# Stated exercise
Turn all of the records below into a numbered list, one item per line, skipping any blank lines and leaving out the pictures.

:::::

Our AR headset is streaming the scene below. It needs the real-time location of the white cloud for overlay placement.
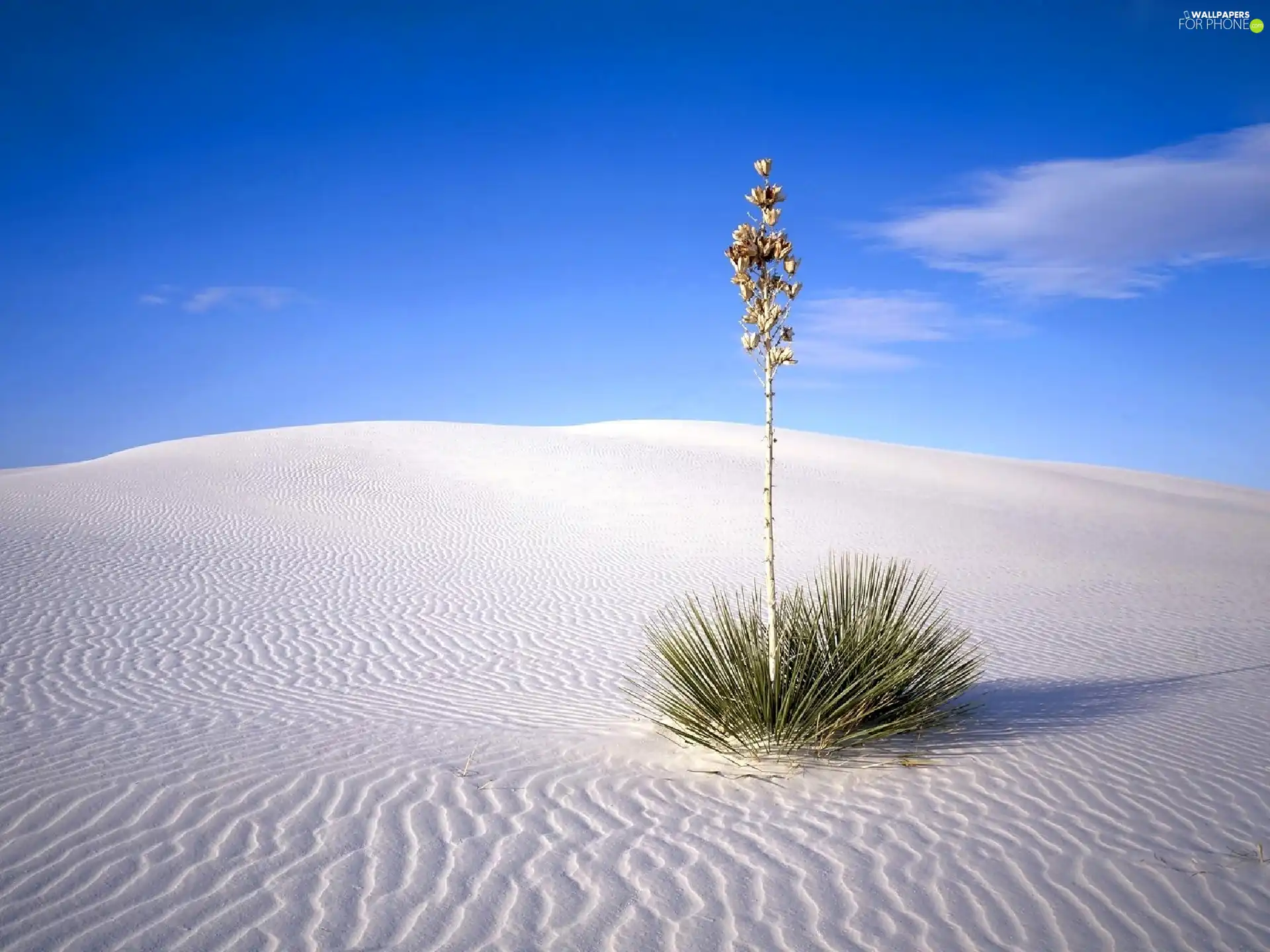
[137,284,177,307]
[790,291,1026,371]
[182,286,294,313]
[878,123,1270,298]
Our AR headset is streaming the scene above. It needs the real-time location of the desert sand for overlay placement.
[0,420,1270,952]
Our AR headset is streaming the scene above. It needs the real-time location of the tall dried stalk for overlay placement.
[724,159,802,684]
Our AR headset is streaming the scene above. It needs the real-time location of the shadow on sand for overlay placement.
[846,662,1270,760]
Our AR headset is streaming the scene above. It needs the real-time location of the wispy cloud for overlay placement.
[876,123,1270,298]
[137,284,177,307]
[137,284,297,313]
[790,291,1029,371]
[182,284,294,313]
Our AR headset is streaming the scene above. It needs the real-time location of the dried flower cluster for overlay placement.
[724,159,802,376]
[724,159,802,697]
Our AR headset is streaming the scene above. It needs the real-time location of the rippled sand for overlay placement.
[0,421,1270,952]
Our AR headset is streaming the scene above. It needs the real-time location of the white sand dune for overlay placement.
[0,421,1270,952]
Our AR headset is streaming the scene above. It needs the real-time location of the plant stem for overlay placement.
[763,359,776,687]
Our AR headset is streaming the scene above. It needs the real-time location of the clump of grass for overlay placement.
[628,556,983,762]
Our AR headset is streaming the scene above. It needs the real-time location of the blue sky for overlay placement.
[0,0,1270,489]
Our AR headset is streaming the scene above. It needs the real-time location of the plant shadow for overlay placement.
[824,662,1270,766]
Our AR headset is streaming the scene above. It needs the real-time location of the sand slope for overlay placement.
[0,421,1270,952]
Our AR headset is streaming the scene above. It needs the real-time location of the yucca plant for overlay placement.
[724,159,802,690]
[627,159,983,759]
[628,555,983,760]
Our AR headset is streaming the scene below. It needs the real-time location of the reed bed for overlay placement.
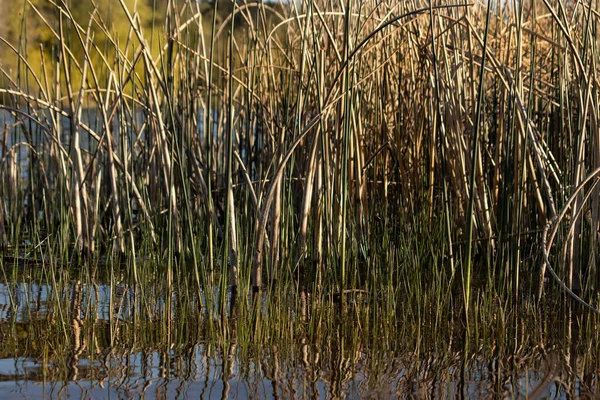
[0,0,600,347]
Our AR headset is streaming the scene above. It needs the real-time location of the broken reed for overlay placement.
[0,0,600,312]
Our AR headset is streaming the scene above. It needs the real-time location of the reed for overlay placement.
[0,0,600,360]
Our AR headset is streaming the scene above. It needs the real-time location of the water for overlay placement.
[0,272,598,399]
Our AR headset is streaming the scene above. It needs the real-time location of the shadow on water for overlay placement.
[0,260,598,399]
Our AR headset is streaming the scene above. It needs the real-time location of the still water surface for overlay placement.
[0,283,598,399]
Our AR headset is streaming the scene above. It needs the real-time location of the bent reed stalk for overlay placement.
[0,0,600,319]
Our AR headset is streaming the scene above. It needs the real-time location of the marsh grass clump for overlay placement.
[0,0,600,382]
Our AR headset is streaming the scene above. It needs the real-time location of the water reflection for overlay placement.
[0,281,598,399]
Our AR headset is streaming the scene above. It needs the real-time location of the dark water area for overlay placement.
[0,279,598,399]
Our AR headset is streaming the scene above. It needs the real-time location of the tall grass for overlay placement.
[0,0,600,329]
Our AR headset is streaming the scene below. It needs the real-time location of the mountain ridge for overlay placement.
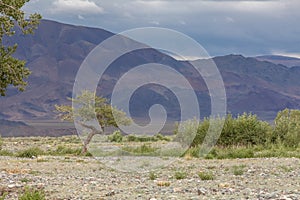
[0,20,300,136]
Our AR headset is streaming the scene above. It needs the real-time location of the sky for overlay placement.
[23,0,300,58]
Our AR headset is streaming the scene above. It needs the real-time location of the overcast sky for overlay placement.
[24,0,300,57]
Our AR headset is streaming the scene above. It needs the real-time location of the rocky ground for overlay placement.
[0,137,300,200]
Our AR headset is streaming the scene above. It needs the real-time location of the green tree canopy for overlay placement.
[0,0,41,96]
[55,91,132,153]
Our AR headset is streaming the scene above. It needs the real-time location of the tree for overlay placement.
[55,91,131,154]
[0,0,41,96]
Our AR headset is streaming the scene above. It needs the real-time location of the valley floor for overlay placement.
[0,156,300,200]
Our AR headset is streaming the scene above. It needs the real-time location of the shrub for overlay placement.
[0,150,14,156]
[122,144,157,155]
[108,131,123,142]
[149,172,157,180]
[126,133,170,142]
[18,188,46,200]
[174,118,201,147]
[182,113,272,147]
[16,147,44,158]
[51,145,81,155]
[0,135,3,150]
[198,172,214,181]
[270,109,300,147]
[232,165,245,176]
[174,171,187,180]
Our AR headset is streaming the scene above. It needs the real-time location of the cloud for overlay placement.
[25,0,300,55]
[52,0,104,15]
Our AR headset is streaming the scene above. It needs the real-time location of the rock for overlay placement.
[197,188,207,195]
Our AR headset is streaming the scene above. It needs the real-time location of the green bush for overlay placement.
[108,131,123,142]
[270,109,300,147]
[179,113,272,147]
[198,172,215,181]
[206,147,255,159]
[174,171,187,180]
[51,145,81,155]
[0,150,14,156]
[174,118,201,147]
[16,147,45,158]
[232,165,246,176]
[122,144,157,155]
[149,172,157,181]
[0,135,3,150]
[126,133,170,142]
[18,188,46,200]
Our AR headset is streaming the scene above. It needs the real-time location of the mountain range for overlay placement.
[0,20,300,135]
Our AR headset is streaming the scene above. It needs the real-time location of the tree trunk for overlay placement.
[81,131,96,155]
[80,123,103,155]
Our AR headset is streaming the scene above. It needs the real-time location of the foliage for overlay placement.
[174,118,200,147]
[198,172,215,181]
[122,144,157,155]
[16,147,45,158]
[55,90,131,129]
[51,145,81,155]
[18,187,46,200]
[0,135,3,150]
[271,109,300,147]
[175,113,272,147]
[108,131,123,142]
[149,172,157,181]
[126,133,171,142]
[0,192,7,200]
[0,149,14,156]
[174,171,187,180]
[0,0,41,96]
[232,165,245,176]
[55,90,131,154]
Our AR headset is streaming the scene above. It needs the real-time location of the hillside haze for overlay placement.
[0,20,300,136]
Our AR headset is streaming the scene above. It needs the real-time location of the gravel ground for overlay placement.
[0,156,300,200]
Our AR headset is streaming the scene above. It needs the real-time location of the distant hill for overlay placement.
[0,20,300,137]
[256,55,300,67]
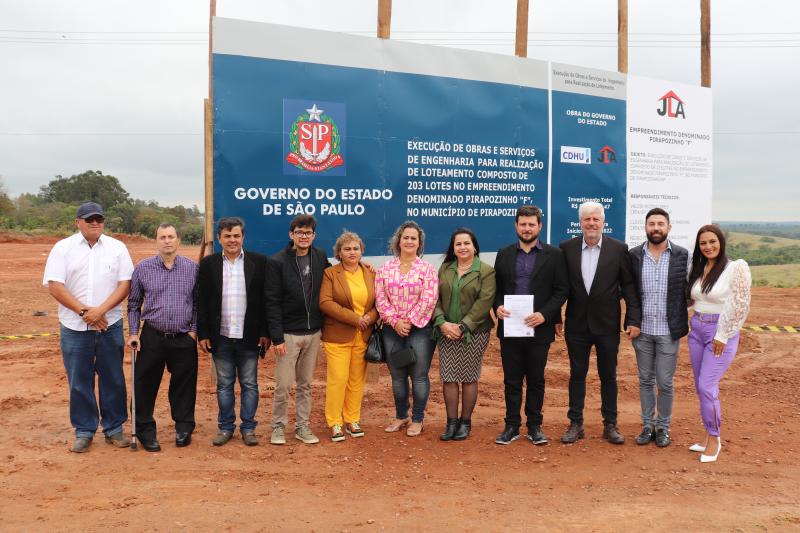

:::::

# Result for this task
1. Our AR headset is streaming the scene below. It needs the real-time location of the white cloud for overlay placement.
2. [137,284,177,307]
3. [790,291,1026,371]
4. [182,286,294,313]
5. [878,123,1270,298]
6. Our AR headset is streaming the scene above. It needs the real-time location of the desert sand for overlay placement.
7. [0,420,1270,952]
8. Our AR headset is streaming the scene above. It needs the real-time location of the tall dried stalk for overlay placement.
9. [724,159,802,684]
10. Our AR headset is streaming the scene above. It needs the real-time location of the shadow on sand for overlay placement.
11. [846,662,1270,760]
12. Our AR headset is streaming the scene above. It needs the real-time location of the wispy cloud for overlay placement.
13. [876,123,1270,298]
14. [137,284,177,307]
15. [137,284,297,313]
16. [790,291,1029,371]
17. [182,284,294,313]
18. Our AR headset is streaming the scene above. It needs the real-time location of the dried flower cluster for overlay placement.
19. [724,159,802,376]
20. [724,159,802,697]
21. Our AR headset is streaming the scene above. It needs the real-time location of the rippled sand for overlay placement.
22. [0,421,1270,952]
23. Our AR headset is streaming the scene above. It needs the real-time location of the white sand dune for overlay placement.
24. [0,421,1270,952]
25. Our AR headset is streaming the scene above. It needs the real-time location of the plant stem for overlay placement.
26. [763,359,776,687]
27. Our AR headset is streaming the scene above. It needs the real-time location of the clump of grass for overlay placement.
28. [628,556,983,762]
29. Our AR headset is streaming the scene above. It needs the real-time location of the blue sky for overlay placement.
30. [0,0,1270,489]
31. Our AR headset is streaming the scene above. It needs the real-time location of the plant shadow for overlay placement.
32. [824,662,1270,766]
33. Our AR headset is streaming the scene above. It needs the real-time location of the sand slope for overlay placement.
34. [0,421,1270,952]
35. Our AR headset is streaming the scene above. It needs the real-time location of the yucca plant for overlay placement.
36. [724,159,802,690]
37. [627,159,983,759]
38. [628,555,983,760]
39. Our AR headset is streaming the scene below. It needs the real-time location of the reed bed for overlay placement.
40. [0,0,600,347]
41. Our AR headset is streaming the scene above. It needs the real-time location of the broken reed for overlay placement.
42. [0,0,600,312]
43. Our AR headset is streaming the scene above. It needs the real-time location of the reed for overlay placement.
44. [0,0,600,360]
45. Our AR headset is streaming the scene above. It needs the real-time location of the water for overlay placement.
46. [0,272,598,399]
47. Our AR headset is streaming the scene above. It needs the real-time location of the shadow on water for overlay placement.
48. [0,260,598,399]
49. Our AR headset is streaming the scene above. It needs the real-time location of the still water surface for overlay placement.
50. [0,283,598,399]
51. Our AR headset is streaming the scene above. It needs the real-time location of the bent reed stalk for overlay placement.
52. [0,0,600,319]
53. Our AR headset is streaming the scene above. It needs the real-time location of the marsh grass clump for overlay placement.
54. [0,0,600,382]
55. Our AR headset is streaming the scene above. It needs the real-time location of the water reflection for overlay placement.
56. [0,281,598,399]
57. Our AR headset is streaming the scene above. It needs the real-time location of the dark water area for overlay placement.
58. [0,279,598,399]
59. Our AR headset is streaming the scene above. It needs the real-time location of the tall grass for overlay placement.
60. [0,0,600,329]
61. Our AR headset is streaming the scene below. It needs the real-time location of the mountain ridge for overlay placement.
62. [0,20,300,136]
63. Our AR headset is streaming the scene above. It needs the real-time location of the sky for overlay placement.
64. [23,0,300,58]
65. Our AR headset is streaming the scene above. It needs the real-time location of the overcast sky for overlay placement.
66. [24,0,300,57]
67. Our AR headset is streaming the scene above. It needs the real-time location of the rocky ground for overlay placement.
68. [0,137,300,200]
69. Our AR headset is streaming the scene above. It needs the real-time location of the green tree canopy for overlay placement.
70. [0,0,41,96]
71. [55,91,132,153]
72. Our AR headset is streaming the scene above. It needs the real-time location of the tree for overlay placement.
73. [55,91,131,154]
74. [0,0,41,96]
75. Our AR headset is streaming the scene above. It needs the real-time location of the valley floor for overlay placement.
76. [0,156,300,200]
77. Our AR headset is streaming the scene above. It needs the real-time location of the shrub for overlay placement.
78. [0,150,14,156]
79. [122,144,157,155]
80. [108,131,123,142]
81. [149,172,157,180]
82. [126,133,170,142]
83. [18,188,46,200]
84. [174,118,201,147]
85. [182,113,272,147]
86. [16,147,44,158]
87. [51,145,81,155]
88. [0,135,3,150]
89. [198,172,214,181]
90. [270,109,300,147]
91. [232,165,245,176]
92. [174,171,187,180]
93. Our AR headset is streaming the scene above. It needs the real-time location of the cloud for overlay placement.
94. [25,0,300,55]
95. [52,0,104,15]
96. Our AR headset is streaming the scene above. It needs the real-time location of the rock for overlay placement.
97. [197,188,207,195]
98. Our AR headset is streaming the scene above. It needs the real-time location of the green bush for overlay placement.
99. [108,131,123,142]
100. [270,109,300,147]
101. [179,113,272,147]
102. [198,172,215,181]
103. [206,147,255,159]
104. [174,171,187,180]
105. [51,145,81,155]
106. [0,150,14,156]
107. [174,118,201,147]
108. [16,147,45,158]
109. [232,165,246,176]
110. [122,144,157,155]
111. [149,172,157,181]
112. [0,135,3,150]
113. [126,133,170,142]
114. [18,188,46,200]
115. Our AR headset is streaming the scene above. It needs the real-time location of the mountain range for overlay placement.
116. [0,20,300,135]
117. Our AR headset is streaming the scene above. It needs the real-time location of the tree trunk for overlay placement.
118. [81,131,96,155]
119. [80,123,103,155]
120. Our AR headset is streaming the scene above. It needs the real-time location of the foliage for overlay placement.
121. [174,118,200,147]
122. [198,172,215,181]
123. [122,144,157,155]
124. [16,147,45,158]
125. [55,90,131,129]
126. [51,145,81,155]
127. [18,187,46,200]
128. [0,135,3,150]
129. [271,109,300,147]
130. [175,113,272,147]
131. [108,131,123,142]
132. [149,172,157,181]
133. [126,133,171,142]
134. [0,192,7,200]
135. [0,149,14,156]
136. [174,171,187,180]
137. [0,0,41,96]
138. [232,165,245,176]
139. [55,90,131,154]
140. Our AR headset is streaming the scene above. It needs the real-time location of the hillside haze for overlay placement.
141. [0,20,300,136]
142. Our AR headset is streaming the scene above. It needs the real-time location of the gravel ground for overlay placement.
143. [0,156,300,200]
144. Our AR headset is streaming the scene above. It needs the real-time location of the distant hill for overlay placement.
145. [0,20,300,137]
146. [256,55,300,67]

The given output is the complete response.